REQUIRED ACTIONS:
a: List every philosopher the passage on the technological sublime names in connection with the concept of the sublime.
b: In the passage on the technological sublime, copy the words from "The progression of" to "sense of self-preservation." verbatim.
(DOCUMENT SECTION begins)
As with cars, clothes, real estate, or briefcases, new communication devices and technological gadgets are objects of social distinction. Owning the right item, rather than the merely functional one, confers status. Furthermore, certain communication technologies do provide actual economic, and private or social benefits. Also, the revenues made on stock markets in the 1990s with technology funds have been highly beneficiary for some shrewd traders and a very few companies. All these incentives can explain part of the excitement that characterised the later 1990s, and part of the willingness to put up the cash for it. But it can never provide sufficient grounds to explain the degree and the intensity of the excitement, let alone the measure of personal and corporate / institutional investment, and the inevitable but still astonishing destruction of capital that was to follow.

The involvement of such vast numbers of people ready to buy (into) what the market has to offer, and the readiness of venture capitalists and institutional investors to put up the required capital to fuel the dotcom and telecom manias, points far beyond the merely practical, the functional, even the rational. A certain form of existential frenzy appears to be involved in creating the right conditions for this modern day version of Tulipomania[14] to emerge. The term 'technological sublime', which has achieved some currency in recent debates on technological culture, even though it has come to mean several rather incommensurate things, actually points in an interesting direction to analyse these recent forms of popular delusion.

There are a number of different understandings of the philosophical concept of the sublime, from Longinus' literary interpretation to Kant's almost cognitive concept of "Analytik der Erhabenheit", and more recently Lyotard's transformation of Kant's theory of the Sublime as the unrepresentable. Most productive for current purposes, however, is the theory of the 'existential sublime', whose arguments have paradigmatically been laid out by the eighteenth century philosopher and statesman Edmund Burke (1729-97) in his study on aesthetics "A Philosophical Enquiry into the Origin of our Ideas of the Sublime and Beautiful" of 1757.[15]


Privation, horror, and delight

Burke maintains that there are passions that stir the soul to a far greater degree than those aroused by the experience of beauty. These passions are not of a singularly positive nature. Yet, they bring about intense sensations of pleasure and they seem intimately connected with our innermost existential experience. What's more, these sensations appear to follow on necessarily from one another in a particular order, under specific conditions, and they always seem to involve an ambiguous mixture of pleasure and pain.

The progression of these sensations and the experiences they give rise to, necessarily follows a similar pattern, according to Burke, that of privation, horror, and delight. He introduces the term 'delight' specifically to indicate a distinct sensation of pleasure far more intense than the experience of beauty. His theory can best be explained by considering the existential fear of darkness, which in contemporary terms can be considered a genetically imprinted instinctive reaction to the absence of light, connected with an inborn sense of self-preservation.
(DOCUMENT SECTION ends)
(EXTRACTED MATERIAL begins)
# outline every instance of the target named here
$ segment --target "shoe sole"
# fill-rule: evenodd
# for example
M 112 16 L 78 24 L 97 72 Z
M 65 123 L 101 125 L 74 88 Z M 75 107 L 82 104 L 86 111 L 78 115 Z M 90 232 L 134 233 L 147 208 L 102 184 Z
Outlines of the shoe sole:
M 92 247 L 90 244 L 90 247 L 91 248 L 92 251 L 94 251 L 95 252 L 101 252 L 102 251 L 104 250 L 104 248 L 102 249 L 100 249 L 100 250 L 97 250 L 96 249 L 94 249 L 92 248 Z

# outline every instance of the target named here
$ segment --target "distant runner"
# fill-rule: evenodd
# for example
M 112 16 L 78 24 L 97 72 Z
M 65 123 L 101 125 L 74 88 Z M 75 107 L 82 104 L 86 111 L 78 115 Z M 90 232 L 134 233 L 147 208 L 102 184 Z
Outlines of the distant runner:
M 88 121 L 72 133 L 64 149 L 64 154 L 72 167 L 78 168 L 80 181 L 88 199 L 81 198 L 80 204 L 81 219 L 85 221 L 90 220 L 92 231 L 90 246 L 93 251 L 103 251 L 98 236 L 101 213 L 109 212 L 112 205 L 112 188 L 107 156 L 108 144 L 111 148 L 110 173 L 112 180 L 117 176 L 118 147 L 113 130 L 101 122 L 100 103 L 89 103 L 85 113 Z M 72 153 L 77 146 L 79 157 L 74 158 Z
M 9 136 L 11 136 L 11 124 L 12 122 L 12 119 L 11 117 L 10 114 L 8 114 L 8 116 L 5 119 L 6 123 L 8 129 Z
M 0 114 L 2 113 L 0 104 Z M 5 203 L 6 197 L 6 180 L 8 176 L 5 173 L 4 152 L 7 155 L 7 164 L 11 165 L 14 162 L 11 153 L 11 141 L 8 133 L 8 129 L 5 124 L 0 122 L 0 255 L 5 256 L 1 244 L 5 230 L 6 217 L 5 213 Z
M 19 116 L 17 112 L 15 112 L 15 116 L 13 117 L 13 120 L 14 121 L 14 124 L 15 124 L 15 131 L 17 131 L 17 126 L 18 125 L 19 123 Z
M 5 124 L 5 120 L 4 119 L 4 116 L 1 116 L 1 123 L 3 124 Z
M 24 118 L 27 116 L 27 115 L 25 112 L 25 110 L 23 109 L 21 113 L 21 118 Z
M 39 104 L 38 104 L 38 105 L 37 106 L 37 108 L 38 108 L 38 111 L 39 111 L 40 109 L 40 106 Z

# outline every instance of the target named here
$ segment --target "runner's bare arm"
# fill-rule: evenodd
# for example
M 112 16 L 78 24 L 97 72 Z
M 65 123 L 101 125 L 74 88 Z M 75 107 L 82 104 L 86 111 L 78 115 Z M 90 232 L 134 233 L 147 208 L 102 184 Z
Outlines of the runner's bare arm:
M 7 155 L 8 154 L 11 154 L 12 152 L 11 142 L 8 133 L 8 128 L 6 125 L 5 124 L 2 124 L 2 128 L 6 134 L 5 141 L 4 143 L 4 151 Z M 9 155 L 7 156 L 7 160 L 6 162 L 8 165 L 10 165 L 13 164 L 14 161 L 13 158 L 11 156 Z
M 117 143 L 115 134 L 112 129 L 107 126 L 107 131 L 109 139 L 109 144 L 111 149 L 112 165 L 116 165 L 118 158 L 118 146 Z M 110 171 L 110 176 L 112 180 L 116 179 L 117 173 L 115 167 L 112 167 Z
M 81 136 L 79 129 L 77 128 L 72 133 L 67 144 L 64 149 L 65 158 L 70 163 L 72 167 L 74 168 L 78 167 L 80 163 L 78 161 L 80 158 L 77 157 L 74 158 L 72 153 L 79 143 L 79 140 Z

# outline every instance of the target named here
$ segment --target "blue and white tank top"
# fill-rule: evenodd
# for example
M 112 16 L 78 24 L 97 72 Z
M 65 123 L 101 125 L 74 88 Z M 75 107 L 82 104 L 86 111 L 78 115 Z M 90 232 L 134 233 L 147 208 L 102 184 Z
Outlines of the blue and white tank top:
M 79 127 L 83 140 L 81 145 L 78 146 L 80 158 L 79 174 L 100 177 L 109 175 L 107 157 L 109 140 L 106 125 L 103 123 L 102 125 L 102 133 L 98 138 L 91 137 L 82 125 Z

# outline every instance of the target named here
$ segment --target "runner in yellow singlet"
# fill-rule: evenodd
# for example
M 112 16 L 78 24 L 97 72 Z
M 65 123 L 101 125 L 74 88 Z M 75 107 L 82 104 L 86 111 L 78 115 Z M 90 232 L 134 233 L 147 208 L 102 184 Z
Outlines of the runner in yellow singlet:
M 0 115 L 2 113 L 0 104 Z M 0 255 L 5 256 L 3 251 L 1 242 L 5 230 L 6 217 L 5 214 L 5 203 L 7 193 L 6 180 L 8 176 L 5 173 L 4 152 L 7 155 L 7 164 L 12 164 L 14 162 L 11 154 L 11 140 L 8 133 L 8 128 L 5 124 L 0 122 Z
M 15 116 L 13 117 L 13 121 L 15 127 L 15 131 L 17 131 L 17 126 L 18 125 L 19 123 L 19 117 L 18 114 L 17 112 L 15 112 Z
(EXTRACTED MATERIAL ends)
LIST OF ANSWERS:
a:
Longinus
Kant
Lyotard
Edmund Burke

b:
The progression of these sensations and the experiences they give rise to, necessarily follows a similar pattern, according to Burke, that of privation, horror, and delight. He introduces the term 'delight' specifically to indicate a distinct sensation of pleasure far more intense than the experience of beauty. His theory can best be explained by considering the existential fear of darkness, which in contemporary terms can be considered a genetically imprinted instinctive reaction to the absence of light, connected with an inborn sense of self-preservation.